JOB =>
Quote verbatim every line from the one containing "[segment] suv" through the one containing "85L72 83L73 56L64", including both of those lines.

DATA SUPPLIED =>
# # # #

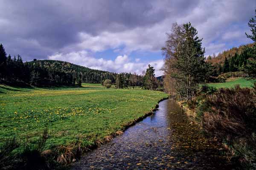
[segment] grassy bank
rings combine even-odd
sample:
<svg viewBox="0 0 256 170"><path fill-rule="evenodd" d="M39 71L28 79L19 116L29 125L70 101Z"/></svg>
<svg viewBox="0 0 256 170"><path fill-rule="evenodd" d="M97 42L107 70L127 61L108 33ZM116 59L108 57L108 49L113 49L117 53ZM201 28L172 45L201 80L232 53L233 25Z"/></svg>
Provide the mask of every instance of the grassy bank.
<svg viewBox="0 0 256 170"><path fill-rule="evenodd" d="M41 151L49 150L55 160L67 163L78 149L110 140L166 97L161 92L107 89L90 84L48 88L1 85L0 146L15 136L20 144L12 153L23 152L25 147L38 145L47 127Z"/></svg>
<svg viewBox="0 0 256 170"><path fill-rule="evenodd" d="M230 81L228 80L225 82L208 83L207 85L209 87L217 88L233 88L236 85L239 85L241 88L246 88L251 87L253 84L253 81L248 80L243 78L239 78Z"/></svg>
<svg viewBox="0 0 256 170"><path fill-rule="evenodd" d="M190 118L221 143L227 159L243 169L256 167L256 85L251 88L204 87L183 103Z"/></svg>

# # # #

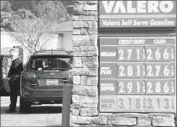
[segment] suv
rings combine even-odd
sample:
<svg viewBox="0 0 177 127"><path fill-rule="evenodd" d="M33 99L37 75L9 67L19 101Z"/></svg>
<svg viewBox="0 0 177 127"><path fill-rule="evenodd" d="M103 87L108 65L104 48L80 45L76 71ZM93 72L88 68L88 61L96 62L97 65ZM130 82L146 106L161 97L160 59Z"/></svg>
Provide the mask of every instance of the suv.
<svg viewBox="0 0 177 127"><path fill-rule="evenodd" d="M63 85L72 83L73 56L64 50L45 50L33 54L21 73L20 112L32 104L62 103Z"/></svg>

# # # #

EXPECTED ANSWER =>
[segment] suv
rings combine even-odd
sample:
<svg viewBox="0 0 177 127"><path fill-rule="evenodd" d="M33 99L37 75L9 67L19 101Z"/></svg>
<svg viewBox="0 0 177 127"><path fill-rule="evenodd" d="M103 87L108 65L104 48L80 45L76 71ZM93 72L88 68L88 61L96 62L97 65ZM130 82L146 106L161 97L160 59Z"/></svg>
Provide the mask of every instance of the suv.
<svg viewBox="0 0 177 127"><path fill-rule="evenodd" d="M63 85L72 83L73 56L64 50L45 50L33 54L21 73L20 112L32 104L62 103Z"/></svg>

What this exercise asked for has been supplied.